**Description of the task**:
How many lines in the records below contain the word "logo"? Answer with the number only.

(Data for processing begins)

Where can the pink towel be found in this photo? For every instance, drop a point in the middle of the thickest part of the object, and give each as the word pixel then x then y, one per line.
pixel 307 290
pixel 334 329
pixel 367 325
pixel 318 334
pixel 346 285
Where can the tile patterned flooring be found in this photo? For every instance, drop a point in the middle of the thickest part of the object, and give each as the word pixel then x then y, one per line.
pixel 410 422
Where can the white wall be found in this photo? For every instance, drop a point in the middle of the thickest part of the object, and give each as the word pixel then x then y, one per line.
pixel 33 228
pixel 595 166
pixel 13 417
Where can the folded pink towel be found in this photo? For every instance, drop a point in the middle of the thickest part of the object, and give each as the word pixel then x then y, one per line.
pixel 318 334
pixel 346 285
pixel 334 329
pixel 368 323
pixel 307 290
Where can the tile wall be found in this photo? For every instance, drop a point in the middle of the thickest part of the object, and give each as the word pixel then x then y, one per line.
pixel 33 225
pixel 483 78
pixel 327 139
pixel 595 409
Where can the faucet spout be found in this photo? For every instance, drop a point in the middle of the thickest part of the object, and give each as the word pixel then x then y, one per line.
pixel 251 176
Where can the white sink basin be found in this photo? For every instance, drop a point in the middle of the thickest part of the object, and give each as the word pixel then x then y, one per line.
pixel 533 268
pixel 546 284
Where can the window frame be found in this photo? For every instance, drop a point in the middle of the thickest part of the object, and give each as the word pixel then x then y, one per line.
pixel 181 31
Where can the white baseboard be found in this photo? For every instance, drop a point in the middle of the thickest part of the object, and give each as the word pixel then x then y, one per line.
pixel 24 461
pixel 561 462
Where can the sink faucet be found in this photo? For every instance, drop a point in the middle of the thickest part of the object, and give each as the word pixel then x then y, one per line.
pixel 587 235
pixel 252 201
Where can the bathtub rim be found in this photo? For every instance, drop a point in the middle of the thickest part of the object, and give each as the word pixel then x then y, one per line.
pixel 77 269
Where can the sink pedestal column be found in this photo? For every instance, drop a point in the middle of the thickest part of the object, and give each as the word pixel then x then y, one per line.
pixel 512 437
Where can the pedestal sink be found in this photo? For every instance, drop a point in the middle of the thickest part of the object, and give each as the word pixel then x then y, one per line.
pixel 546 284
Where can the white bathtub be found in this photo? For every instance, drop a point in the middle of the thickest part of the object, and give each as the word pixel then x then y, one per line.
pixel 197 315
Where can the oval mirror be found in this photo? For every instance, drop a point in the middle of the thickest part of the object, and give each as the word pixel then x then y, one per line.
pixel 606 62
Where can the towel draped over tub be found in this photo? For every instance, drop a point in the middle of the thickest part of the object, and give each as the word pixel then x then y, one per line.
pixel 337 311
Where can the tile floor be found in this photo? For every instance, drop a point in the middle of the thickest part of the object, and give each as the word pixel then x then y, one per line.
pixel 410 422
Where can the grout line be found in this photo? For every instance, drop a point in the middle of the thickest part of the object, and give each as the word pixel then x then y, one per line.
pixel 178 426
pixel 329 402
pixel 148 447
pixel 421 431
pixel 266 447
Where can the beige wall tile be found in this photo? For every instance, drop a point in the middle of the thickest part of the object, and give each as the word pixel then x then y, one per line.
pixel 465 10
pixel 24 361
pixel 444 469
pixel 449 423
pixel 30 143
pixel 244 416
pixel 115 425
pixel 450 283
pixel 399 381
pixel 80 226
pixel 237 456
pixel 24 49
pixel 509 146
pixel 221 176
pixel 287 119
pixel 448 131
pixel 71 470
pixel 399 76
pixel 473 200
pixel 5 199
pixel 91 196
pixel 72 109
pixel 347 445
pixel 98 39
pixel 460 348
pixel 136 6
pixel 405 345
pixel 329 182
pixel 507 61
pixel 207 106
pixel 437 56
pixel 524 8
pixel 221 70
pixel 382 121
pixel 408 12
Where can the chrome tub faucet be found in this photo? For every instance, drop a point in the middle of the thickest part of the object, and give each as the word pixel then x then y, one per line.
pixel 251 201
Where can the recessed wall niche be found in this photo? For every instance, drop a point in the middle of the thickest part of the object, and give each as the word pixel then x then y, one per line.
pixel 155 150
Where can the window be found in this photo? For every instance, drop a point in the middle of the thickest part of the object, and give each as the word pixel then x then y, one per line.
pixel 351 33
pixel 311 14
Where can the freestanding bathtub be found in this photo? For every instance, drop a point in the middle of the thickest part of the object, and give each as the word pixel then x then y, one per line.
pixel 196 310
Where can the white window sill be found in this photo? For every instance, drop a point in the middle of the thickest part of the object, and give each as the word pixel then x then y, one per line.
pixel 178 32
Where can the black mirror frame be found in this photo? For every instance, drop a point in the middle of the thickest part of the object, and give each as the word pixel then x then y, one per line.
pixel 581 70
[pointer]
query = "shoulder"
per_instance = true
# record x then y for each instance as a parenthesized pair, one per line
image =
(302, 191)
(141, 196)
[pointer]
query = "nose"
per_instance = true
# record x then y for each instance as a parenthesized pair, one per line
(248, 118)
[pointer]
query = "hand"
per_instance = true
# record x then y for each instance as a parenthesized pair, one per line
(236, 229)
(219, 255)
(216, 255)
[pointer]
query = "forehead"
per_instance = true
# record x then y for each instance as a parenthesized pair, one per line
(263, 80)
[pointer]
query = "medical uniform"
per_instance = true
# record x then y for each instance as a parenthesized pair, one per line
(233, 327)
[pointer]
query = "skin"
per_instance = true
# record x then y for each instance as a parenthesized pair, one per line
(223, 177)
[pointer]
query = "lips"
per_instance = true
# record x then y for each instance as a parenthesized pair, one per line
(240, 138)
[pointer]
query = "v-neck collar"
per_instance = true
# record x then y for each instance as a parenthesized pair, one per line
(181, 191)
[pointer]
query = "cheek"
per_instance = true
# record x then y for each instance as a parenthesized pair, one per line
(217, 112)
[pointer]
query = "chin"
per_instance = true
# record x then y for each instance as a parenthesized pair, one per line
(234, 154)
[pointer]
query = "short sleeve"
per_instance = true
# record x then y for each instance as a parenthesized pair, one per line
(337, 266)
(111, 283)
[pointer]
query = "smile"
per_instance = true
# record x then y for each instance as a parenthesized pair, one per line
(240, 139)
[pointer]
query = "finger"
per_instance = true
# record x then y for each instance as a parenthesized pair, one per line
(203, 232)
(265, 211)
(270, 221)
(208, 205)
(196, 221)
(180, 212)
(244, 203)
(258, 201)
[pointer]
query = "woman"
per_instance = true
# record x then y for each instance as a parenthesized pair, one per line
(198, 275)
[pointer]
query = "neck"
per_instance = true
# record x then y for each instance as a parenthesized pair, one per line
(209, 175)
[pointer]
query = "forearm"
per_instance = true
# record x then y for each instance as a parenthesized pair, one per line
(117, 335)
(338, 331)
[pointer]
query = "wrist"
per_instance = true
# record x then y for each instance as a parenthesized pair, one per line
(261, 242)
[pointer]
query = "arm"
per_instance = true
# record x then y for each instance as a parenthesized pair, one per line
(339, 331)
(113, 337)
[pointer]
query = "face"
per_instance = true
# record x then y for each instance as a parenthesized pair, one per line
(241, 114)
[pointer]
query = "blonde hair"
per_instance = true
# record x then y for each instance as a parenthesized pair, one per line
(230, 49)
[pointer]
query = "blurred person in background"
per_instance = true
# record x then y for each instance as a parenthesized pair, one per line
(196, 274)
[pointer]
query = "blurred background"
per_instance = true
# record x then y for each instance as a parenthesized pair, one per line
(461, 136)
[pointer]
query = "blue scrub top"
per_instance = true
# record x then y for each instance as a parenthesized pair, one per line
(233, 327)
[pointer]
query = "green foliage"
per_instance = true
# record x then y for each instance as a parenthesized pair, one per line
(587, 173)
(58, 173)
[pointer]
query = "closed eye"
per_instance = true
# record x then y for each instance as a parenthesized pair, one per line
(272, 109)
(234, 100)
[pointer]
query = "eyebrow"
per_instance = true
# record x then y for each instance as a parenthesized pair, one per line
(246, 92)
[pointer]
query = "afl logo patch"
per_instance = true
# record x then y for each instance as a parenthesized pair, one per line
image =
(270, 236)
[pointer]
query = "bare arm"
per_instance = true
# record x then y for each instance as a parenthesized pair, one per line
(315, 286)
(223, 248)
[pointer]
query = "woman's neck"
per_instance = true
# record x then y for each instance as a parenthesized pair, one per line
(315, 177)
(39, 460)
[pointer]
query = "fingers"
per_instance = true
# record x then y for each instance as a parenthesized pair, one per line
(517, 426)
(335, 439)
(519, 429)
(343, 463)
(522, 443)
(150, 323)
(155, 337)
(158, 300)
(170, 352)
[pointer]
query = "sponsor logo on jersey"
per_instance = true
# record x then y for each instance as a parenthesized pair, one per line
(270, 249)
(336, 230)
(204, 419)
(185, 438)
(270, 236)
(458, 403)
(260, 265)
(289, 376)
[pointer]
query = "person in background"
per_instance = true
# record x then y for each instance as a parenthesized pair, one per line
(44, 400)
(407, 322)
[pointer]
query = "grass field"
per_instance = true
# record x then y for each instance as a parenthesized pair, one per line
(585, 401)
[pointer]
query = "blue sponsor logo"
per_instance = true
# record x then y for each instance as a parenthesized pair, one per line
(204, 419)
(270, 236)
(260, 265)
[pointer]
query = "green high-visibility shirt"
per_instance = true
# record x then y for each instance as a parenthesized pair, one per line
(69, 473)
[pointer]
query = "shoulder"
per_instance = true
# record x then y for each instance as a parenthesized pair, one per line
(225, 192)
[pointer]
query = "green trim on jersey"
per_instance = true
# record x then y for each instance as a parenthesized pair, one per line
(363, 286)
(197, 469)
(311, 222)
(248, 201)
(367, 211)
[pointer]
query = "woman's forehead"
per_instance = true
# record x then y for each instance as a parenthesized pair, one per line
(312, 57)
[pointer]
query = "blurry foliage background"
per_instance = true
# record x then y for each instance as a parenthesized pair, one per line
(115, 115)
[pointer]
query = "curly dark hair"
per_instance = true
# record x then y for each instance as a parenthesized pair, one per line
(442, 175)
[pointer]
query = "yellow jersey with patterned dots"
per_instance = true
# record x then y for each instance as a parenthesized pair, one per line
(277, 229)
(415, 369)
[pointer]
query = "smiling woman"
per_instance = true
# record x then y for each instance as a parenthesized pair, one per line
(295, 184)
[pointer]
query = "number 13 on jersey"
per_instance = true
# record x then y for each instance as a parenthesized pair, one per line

(Data for processing ends)

**Task output**:
3